_Objective_.
Can you rewrite the part of the article on retrieving webpages starting with "In this tutorial" and going on through "RedHat based systems)", changing "tutorial" to "guide"?

Retrieving Webpages Using wget, curl and lynx¶
Whether you are an IT professional who needs to download 2000 online bug
reports into a flat text file and parse them to see which ones need
attention, or a mum who wants to download 20 recipes from an public domain
website, you can benefit from knowing the tools which help you download
webpages into a text based file. If you are interested in learning more
about how to parse the pages you download, you can have a look at our Big
Data Manipulation for Fun and Profit Part 1 article.
In this tutorial you will learn:
* How to retrieve/download webpages using wget, curl and lynx
* What the main differences between the wget, curl and lynx tools are
* Examples showing how to use wget, curl and lynx
Retrieving Webpages Using wget, curl and lynx
Retrieving Webpages Using wget, curl and lynx
Software requirements and conventions used
Software Requirements and Linux Command Line Conventions
Category Requirements, Conventions or Software Version Used
System Linux Distribution-independent
Software Bash command line, Linux based system
Any utility which is not included in the Bash shell by default
Other can be installed using sudo apt-get install utility-name (or
yum install for RedHat based systems)

_Source excerpt_.
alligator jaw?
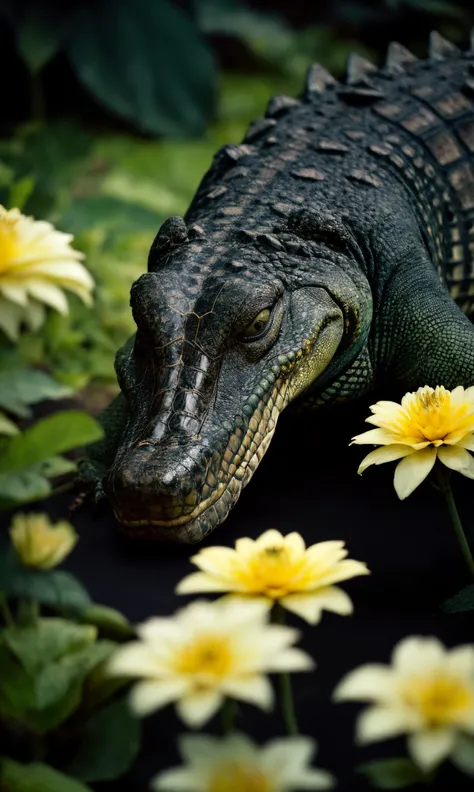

_Result below_.
In this guide you will learn:
* How to retrieve/download webpages using wget, curl and lynx
* What the main differences between the wget, curl and lynx tools are
* Examples showing how to use wget, curl and lynx
Retrieving Webpages Using wget, curl and lynx
Retrieving Webpages Using wget, curl and lynx
Software requirements and conventions used
Software Requirements and Linux Command Line Conventions
Category Requirements, Conventions or Software Version Used
System Linux Distribution-independent
Software Bash command line, Linux based system
Any utility which is not included in the Bash shell by default
Other can be installed using sudo apt-get install utility-name (or
yum install for RedHat based systems)